Rows from a dataset:
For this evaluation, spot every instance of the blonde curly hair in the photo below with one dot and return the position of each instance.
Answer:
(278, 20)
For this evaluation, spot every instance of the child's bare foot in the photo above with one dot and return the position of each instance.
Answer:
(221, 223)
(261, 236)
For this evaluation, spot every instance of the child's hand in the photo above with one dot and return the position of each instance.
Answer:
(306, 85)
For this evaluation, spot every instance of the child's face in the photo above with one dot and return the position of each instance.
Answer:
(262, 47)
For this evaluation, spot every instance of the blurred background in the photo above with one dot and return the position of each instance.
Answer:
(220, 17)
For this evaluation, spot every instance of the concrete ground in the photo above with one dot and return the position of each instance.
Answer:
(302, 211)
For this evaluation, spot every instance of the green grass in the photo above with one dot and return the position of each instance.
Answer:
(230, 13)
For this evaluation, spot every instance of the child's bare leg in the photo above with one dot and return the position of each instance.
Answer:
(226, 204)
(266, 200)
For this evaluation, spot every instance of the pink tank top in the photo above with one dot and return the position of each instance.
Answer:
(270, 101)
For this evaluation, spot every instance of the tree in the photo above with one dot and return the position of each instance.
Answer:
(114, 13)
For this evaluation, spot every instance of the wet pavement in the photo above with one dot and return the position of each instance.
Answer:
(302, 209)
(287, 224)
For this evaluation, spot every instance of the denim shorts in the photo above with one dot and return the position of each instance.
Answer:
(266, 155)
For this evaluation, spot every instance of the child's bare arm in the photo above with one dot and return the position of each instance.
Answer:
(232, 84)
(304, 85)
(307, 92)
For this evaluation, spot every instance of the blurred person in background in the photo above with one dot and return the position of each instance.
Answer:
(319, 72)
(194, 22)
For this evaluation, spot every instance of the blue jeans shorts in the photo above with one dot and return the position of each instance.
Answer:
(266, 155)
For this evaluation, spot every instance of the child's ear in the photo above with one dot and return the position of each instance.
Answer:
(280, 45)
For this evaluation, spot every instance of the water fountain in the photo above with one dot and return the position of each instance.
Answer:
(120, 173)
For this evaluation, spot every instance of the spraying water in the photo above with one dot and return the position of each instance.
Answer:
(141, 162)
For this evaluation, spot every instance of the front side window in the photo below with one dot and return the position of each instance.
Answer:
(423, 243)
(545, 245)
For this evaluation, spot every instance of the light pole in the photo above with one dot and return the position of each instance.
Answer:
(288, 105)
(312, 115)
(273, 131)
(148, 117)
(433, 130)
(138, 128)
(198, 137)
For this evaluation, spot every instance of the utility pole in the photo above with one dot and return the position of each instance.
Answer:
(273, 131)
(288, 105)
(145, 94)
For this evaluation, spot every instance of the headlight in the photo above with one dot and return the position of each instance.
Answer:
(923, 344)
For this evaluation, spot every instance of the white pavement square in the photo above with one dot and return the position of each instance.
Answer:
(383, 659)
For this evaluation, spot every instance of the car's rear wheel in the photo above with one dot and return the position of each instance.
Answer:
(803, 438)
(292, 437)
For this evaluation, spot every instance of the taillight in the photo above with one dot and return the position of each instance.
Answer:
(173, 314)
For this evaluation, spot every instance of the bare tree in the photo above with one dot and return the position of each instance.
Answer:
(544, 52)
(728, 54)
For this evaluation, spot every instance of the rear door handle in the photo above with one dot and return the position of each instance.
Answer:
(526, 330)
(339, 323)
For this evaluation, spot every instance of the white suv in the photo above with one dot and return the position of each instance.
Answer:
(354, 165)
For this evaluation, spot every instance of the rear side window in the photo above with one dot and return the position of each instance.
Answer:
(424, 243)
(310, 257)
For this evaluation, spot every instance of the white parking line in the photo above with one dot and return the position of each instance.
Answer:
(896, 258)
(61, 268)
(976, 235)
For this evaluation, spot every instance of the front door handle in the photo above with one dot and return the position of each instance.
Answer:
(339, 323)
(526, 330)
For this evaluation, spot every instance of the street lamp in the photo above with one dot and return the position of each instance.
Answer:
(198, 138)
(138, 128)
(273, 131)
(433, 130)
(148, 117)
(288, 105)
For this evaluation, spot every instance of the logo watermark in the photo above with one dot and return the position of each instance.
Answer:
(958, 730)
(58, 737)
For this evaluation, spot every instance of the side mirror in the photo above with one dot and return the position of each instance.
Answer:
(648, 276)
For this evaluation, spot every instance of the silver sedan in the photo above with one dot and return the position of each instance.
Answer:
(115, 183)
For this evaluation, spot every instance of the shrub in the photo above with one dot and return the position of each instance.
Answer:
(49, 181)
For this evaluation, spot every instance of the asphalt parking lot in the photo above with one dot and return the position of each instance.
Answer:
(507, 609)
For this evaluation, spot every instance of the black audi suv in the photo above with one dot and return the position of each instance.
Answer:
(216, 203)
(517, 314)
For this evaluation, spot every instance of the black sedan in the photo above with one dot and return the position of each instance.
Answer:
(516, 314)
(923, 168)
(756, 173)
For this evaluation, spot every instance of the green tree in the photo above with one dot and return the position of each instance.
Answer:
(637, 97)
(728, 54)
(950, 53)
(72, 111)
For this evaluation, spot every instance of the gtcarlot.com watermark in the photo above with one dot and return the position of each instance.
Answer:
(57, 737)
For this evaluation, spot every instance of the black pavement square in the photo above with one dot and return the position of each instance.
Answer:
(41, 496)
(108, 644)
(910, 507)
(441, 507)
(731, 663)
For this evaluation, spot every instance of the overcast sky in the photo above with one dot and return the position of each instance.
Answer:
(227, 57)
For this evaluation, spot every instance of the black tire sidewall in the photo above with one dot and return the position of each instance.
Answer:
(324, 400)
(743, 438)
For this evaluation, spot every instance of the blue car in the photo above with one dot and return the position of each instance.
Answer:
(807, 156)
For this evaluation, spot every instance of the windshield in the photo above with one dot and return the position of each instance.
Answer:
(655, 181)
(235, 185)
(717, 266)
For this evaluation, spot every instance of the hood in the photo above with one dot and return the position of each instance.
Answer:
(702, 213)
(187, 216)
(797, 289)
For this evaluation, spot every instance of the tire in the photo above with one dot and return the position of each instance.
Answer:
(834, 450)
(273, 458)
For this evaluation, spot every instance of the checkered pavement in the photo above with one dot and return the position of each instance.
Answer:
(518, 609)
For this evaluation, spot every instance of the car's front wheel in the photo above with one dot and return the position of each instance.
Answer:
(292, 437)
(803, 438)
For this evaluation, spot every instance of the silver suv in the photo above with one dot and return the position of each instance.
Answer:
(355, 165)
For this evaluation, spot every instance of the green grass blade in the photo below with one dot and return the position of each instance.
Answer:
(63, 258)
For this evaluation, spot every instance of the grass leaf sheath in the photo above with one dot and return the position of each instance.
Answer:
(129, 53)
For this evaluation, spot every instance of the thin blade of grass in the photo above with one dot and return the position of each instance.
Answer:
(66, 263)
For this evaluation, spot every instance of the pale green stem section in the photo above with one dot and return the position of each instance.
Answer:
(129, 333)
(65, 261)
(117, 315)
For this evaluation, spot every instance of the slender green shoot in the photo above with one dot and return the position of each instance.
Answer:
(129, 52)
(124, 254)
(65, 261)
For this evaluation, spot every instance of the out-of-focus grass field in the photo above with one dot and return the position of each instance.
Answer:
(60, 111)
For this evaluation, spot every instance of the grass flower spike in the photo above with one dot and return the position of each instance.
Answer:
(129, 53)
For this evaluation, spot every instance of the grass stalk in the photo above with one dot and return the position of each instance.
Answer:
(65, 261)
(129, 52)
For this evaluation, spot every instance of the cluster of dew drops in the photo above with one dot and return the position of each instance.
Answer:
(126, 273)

*What this task involves:* All the entries above need to be reproduced exactly.

*Result of the exercise:*
For this evaluation, spot every instance of the blonde curly hair in the photo below with one dot and return the position of each instance.
Answer:
(278, 20)
For this evaluation, spot every instance of the child's bare foot in the photo above with one dot and return the position of each instance.
Answer:
(221, 223)
(261, 236)
For this evaluation, spot every instance of the child's hand in the photo above with one dot and return the position of each instance.
Answer:
(306, 85)
For this evaluation, spot every instance of the child's face in the photo above with one dot and return the position of each instance.
Answer:
(262, 47)
For this evaluation, spot every instance of the blurred background in the photo above with one dot and return the position of each instance.
Answer:
(220, 17)
For this evaluation, spot every instance of the concrete ground in the photo above with one dot and return the position of each instance.
Answer:
(302, 211)
For this evaluation, spot every instance of the green grass in the photo above with one dot and return the position of each instance.
Answer:
(230, 13)
For this evaluation, spot every instance of the child's bare leg in the photo above with one dot and return the position of each instance.
Answer:
(226, 204)
(266, 200)
For this evaluation, spot every instance of the pink tank top in the photo above with one dot and return the position of each instance.
Answer:
(270, 101)
For this evaluation, spot every instance of the tree in the photo above with one dot and return the position of each instance.
Answer:
(114, 13)
For this evaluation, spot every instance of the wet pavement in the photo above with one dot and return the position of each instance.
Answer:
(302, 209)
(287, 224)
For this evaluation, spot every instance of the denim shorts in the photo above with one dot and return the position of each instance.
Answer:
(266, 155)
For this evaluation, spot every instance of the child's bare arm in the photo above with one dot and return the position of each instance.
Answer:
(232, 84)
(304, 85)
(307, 92)
For this evaluation, spot every instance of the blurred person in background in the photo above with one dot and return the position of each instance.
Answer:
(319, 72)
(194, 22)
For this evaluation, spot every instance of the blue jeans shorts in the photo above with one dot and return the position of each instance.
Answer:
(266, 155)
For this evaluation, spot every instance of the child's ear in the photo above with one dot and return the position of each instance.
Answer:
(280, 45)
For this evaluation, spot every instance of the water fountain in the photo above with one dot and return the position of each instance.
Answer:
(120, 173)
For this evaluation, spot every instance of the spraying water in the photo above with one dot and return the position of each instance.
Answer:
(141, 162)
For this evaluation, spot every instance of the front side window in the photo below with one dot and return the position of each instance.
Answer:
(423, 243)
(545, 245)
For this evaluation, spot every instance of the light pole in the photo above with one dot and return the position of each instance.
Answer:
(288, 105)
(312, 115)
(273, 131)
(148, 117)
(433, 130)
(138, 128)
(198, 137)
For this evaluation, spot every instance of the utility pole in the photo above with one dot and return the position of each instance.
Answer:
(273, 131)
(288, 105)
(145, 94)
For this evaluation, spot every instance of the headlight in the photo above with one dot and return the position of each instance.
Answer:
(923, 344)
For this evaluation, spot every instance of the white pavement square in the photo above with one dot and return the position of each instance.
Answer:
(383, 659)
For this evaluation, spot every instance of the car's rear wheel in the photo above with one dot and return the position of each instance.
Answer:
(803, 438)
(292, 437)
For this evaluation, spot every instance of the taillight in the photo above with one dot and return the position of each instance.
Answer:
(173, 314)
For this evaluation, spot every instance of the bare tree in the photo above with one dot and return the position of each instance.
Answer:
(544, 52)
(728, 54)
For this evaluation, spot every instance of the rear door handle in the photo above with one dot and return the position of each instance.
Answer:
(526, 330)
(339, 323)
For this evaluation, spot every instance of the white suv in the photo above with one dot and return the position of each instance.
Answer:
(354, 165)
For this evaluation, spot every instance of the rear side window in the photo above with one dot and return the position of each instance.
Answer:
(424, 243)
(310, 257)
For this evaluation, spot every instance of the white parking line in the photo above with one dot and return the position of each instance.
Answer:
(896, 258)
(61, 268)
(976, 235)
For this evaluation, spot every instance of the front door handle in the photo above with one dot and return the position of each instance.
Answer:
(339, 323)
(526, 330)
For this evaluation, spot every instance of the street lamp in the photo above with one dot and return the position of each instance.
Answer:
(198, 138)
(138, 128)
(273, 131)
(433, 130)
(148, 117)
(288, 105)
For this evaluation, spot every instance of the logo watermark in the photo above with one dot and return the position of each instance.
Answer:
(958, 730)
(58, 737)
For this evaluation, spot every instance of the side mirror in the photo above with one dot and return the position of each instance.
Answer:
(648, 276)
For this evaluation, spot every instance of the silver sedan in the photo above with one dot and return the position of each instance.
Answer:
(115, 183)
For this evaluation, spot every instance of the shrub in the photo above with one dot and return the position of each instance.
Answer:
(49, 181)
For this evaluation, spot every instance of the asphalt parking lot in the photo above with one dot and return the position of each instance.
Answer:
(507, 609)
For this evaluation, spot every instance of the black audi suv in the photo above with one dot and return the position of each instance.
Answer:
(216, 203)
(517, 314)
For this evaluation, spot every instance of the black sedan in the photo above with one dot and return the position of each instance.
Answer:
(516, 314)
(923, 168)
(756, 173)
For this evaluation, spot every instance of the green tree in the photo above with one dot and return the position of each instance.
Answer:
(637, 97)
(728, 54)
(950, 53)
(72, 111)
For this evaluation, spot every instance of the gtcarlot.com watermark in the photo above with one dot and return the position of each instance.
Answer:
(57, 737)
For this evaluation, spot every instance of the black pavement square in the photo above with one dot and return the position of each instance.
Answer:
(41, 496)
(108, 644)
(910, 507)
(441, 507)
(731, 663)
For this evaluation, spot every instance of the overcast sky in the photo above with one dot and return the position of each instance.
Answer:
(227, 57)
For this evaluation, spot every instance of the black tire sidewall in the photo above with one dot and return the position of each instance.
Answer:
(324, 400)
(743, 438)
For this evaluation, spot every instance of the blue car in the photo above with one dot and return the position of each instance.
Answer:
(807, 156)
For this evaluation, spot every instance of the windshield in the photo above with one dot and return the position of each instance.
Answer:
(655, 181)
(235, 185)
(717, 266)
For this evaluation, spot every instance of the hood in the photo above with one dot and return the position of each instance.
Answer:
(702, 213)
(187, 216)
(797, 289)
For this evaluation, spot every instance of the tire in the photo above with one dot and return the position of each instance.
Answer:
(834, 450)
(273, 458)
For this evaluation, spot every instance of the checkered pavement in the photo above with one dot and return the position of each instance.
Answer:
(518, 609)
For this evaluation, spot every instance of the car's front wheel in the photo above with one dot and return the position of each instance.
Answer:
(292, 437)
(803, 438)
For this evaluation, spot every instance of the silver suv in the photo above with one dot and return the position of each instance.
Answer:
(355, 165)
For this evaluation, spot every instance of the green grass blade in the photo below with one dot and return the position of each instance.
Answer:
(63, 258)
For this evaluation, spot every instance of the grass leaf sheath in the photo above with one dot and return the position of each instance.
Answer:
(129, 53)
For this evaluation, spot every instance of the thin blade of grass in the photo above with one dot and return the position of each instance.
Answer:
(66, 263)
For this evaluation, spot every instance of the pale green stem section in the photo above with one dot and return the position of each instance.
Answer:
(129, 333)
(65, 261)
(117, 315)
For this evaluation, spot every instance of the slender green shoot in the photo above with one dot and return the position of each instance.
Answer:
(129, 52)
(124, 254)
(65, 261)
For this evaluation, spot every instance of the out-of-focus grass field in the photo above with one dot and return the position of each instance.
Answer:
(60, 111)
For this evaluation, spot every instance of the grass flower spike in the photo above with one dot and return the position of each instance.
Answer:
(129, 53)
For this evaluation, spot every instance of the grass stalk in the photo above with one dot and return the position of each instance.
Answer:
(65, 261)
(129, 52)
For this evaluation, spot every instance of the cluster of dew drops in the photo above with one dot and return the position of each instance.
Answer:
(126, 273)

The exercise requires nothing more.